## [TASK DESCRIPTION]
Type again, exactly, the lines below from the start through the line that includes "column 392, row 2".

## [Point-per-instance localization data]
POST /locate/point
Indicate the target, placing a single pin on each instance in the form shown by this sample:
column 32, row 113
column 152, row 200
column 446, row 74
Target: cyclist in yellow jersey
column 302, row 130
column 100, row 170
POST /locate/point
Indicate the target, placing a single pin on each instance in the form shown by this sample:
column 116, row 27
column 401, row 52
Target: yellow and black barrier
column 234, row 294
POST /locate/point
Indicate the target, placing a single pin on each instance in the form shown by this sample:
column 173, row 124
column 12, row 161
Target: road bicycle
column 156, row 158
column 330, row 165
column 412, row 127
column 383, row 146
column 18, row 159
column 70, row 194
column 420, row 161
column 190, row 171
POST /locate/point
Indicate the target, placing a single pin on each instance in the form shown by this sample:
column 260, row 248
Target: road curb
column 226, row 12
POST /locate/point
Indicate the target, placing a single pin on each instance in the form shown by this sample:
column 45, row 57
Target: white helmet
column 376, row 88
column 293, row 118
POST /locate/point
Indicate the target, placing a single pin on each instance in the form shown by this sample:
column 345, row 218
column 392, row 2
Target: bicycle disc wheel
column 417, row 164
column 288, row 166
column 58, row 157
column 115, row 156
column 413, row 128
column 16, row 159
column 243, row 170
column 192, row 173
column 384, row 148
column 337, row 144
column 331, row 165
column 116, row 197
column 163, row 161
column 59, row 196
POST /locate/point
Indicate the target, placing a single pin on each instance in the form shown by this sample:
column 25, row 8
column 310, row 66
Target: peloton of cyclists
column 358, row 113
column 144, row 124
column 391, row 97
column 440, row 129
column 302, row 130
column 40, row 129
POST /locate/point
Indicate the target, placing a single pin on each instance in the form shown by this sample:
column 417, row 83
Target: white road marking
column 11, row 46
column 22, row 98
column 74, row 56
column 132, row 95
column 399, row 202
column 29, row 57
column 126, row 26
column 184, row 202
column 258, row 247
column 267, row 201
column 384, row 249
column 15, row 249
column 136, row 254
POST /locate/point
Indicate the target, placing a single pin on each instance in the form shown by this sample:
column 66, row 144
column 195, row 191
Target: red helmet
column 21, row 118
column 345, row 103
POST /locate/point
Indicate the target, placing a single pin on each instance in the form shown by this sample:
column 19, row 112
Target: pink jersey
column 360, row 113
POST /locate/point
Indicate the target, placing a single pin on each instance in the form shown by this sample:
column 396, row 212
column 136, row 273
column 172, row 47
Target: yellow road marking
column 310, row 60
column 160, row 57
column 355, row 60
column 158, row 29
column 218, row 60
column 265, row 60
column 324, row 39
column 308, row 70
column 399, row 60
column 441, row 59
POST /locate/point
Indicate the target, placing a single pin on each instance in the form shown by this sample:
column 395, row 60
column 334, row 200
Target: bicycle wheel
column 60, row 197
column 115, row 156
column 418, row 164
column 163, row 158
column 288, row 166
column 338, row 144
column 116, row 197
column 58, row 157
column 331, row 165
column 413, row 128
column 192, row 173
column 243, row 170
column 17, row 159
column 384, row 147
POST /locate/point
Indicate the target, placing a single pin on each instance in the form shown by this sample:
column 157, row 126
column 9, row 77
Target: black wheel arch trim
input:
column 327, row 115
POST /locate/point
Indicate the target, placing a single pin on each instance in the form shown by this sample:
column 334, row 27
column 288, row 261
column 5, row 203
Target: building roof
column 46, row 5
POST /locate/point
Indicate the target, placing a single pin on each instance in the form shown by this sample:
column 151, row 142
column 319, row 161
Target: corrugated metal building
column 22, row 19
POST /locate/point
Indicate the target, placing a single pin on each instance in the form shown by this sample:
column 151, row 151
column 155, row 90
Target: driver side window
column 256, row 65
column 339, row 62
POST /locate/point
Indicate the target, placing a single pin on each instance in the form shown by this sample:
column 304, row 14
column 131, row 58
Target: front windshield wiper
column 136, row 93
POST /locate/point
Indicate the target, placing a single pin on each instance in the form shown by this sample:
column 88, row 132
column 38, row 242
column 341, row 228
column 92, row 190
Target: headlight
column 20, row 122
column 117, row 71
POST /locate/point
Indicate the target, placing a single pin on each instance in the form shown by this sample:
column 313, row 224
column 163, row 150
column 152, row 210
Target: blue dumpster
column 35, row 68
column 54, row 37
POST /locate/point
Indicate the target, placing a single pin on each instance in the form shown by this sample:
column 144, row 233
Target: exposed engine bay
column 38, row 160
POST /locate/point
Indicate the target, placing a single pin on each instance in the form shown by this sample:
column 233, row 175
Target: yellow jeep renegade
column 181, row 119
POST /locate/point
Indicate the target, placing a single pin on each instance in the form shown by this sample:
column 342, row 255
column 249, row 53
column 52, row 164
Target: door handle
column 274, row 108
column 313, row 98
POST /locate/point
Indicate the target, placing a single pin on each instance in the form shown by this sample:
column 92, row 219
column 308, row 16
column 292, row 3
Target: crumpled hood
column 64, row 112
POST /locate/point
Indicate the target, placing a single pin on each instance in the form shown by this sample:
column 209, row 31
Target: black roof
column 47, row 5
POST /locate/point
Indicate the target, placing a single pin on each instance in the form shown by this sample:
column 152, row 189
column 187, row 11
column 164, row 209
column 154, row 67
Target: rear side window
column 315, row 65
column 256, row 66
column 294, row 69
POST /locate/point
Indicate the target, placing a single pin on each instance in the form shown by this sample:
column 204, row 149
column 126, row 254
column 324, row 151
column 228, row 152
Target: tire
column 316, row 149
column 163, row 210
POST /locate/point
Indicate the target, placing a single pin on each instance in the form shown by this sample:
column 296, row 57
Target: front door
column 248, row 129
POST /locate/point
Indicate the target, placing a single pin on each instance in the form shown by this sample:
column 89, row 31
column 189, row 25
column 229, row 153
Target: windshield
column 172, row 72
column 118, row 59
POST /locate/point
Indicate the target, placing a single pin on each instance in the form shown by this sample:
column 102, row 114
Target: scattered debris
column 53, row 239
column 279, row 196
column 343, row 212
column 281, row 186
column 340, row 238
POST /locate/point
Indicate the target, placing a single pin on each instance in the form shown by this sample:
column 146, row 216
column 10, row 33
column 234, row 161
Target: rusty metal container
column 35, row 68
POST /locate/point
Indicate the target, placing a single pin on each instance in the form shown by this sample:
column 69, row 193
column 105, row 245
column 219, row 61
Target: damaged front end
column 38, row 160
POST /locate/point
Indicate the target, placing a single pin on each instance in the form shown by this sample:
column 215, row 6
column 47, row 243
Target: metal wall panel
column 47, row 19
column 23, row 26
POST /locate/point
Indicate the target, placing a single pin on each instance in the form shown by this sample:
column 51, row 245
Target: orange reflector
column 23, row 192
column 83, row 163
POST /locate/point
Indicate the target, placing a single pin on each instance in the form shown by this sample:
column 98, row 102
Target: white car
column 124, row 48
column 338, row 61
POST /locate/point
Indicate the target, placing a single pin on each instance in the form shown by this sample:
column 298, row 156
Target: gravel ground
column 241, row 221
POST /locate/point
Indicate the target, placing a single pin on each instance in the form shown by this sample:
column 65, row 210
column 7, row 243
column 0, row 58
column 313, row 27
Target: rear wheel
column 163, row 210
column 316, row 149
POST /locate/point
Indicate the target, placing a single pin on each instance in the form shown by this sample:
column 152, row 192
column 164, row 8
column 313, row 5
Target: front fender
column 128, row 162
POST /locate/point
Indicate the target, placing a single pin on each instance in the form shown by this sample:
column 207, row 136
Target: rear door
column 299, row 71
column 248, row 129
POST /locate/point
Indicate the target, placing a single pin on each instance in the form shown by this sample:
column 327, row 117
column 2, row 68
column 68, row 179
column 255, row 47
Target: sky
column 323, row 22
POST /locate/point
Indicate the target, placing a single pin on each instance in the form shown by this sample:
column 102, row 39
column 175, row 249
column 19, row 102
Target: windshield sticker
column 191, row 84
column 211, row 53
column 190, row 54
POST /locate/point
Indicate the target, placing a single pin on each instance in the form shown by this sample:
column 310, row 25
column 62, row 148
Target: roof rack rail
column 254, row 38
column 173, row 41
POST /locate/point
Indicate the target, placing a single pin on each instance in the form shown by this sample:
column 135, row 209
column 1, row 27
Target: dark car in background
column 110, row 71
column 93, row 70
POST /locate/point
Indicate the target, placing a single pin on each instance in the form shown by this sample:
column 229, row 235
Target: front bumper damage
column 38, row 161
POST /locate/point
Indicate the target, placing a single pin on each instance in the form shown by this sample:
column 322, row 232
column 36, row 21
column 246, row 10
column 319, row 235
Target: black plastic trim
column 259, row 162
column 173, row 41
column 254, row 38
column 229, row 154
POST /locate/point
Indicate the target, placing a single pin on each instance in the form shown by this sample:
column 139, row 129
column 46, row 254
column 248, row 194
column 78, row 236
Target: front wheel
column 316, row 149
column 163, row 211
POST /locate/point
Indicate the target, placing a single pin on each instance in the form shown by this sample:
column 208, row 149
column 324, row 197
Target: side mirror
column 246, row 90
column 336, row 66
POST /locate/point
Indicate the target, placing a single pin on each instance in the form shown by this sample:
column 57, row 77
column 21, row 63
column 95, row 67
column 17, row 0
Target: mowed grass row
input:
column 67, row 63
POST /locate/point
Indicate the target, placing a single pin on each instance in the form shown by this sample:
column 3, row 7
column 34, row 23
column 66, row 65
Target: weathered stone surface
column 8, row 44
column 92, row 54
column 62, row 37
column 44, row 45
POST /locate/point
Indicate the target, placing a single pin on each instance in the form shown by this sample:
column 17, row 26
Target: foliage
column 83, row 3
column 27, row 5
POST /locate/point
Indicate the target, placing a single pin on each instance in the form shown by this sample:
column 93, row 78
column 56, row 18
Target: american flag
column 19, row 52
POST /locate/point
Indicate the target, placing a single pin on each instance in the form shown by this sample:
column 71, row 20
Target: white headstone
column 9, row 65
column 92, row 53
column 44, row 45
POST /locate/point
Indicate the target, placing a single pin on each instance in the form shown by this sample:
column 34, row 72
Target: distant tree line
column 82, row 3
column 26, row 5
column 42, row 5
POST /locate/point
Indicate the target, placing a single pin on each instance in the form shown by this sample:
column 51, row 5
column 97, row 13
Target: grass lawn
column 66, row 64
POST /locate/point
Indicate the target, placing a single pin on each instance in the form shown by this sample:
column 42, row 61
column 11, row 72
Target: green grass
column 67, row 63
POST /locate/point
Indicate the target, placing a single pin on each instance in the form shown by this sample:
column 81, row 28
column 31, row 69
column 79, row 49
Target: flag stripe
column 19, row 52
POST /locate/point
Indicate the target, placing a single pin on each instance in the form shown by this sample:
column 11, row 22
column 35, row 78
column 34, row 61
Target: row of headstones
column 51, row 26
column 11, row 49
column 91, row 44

## [ANSWER BELOW]
POST /locate/point
Indicate the target, placing a single pin on each instance in the form shown by this sample:
column 32, row 113
column 152, row 200
column 446, row 74
Target: cyclist in yellow jersey
column 302, row 130
column 100, row 170
POST /locate/point
Indicate the target, placing a single pin on each instance in the form shown by this sample:
column 116, row 27
column 401, row 52
Target: yellow and black barrier
column 234, row 294
POST /locate/point
Indicate the target, placing a single pin on each instance in the form shown by this sample:
column 173, row 124
column 12, row 161
Target: road bicycle
column 156, row 158
column 330, row 165
column 412, row 127
column 383, row 146
column 18, row 159
column 70, row 194
column 420, row 161
column 190, row 171
POST /locate/point
Indicate the target, placing a single pin on each instance in the form shown by this sample:
column 260, row 248
Target: road curb
column 226, row 12
POST /locate/point
Indicate the target, placing a single pin on each instance in the form shown by this sample:
column 45, row 57
Target: white helmet
column 376, row 88
column 293, row 118
POST /locate/point
Indicate the target, placing a single pin on each instance in the form shown by this sample:
column 345, row 218
column 392, row 2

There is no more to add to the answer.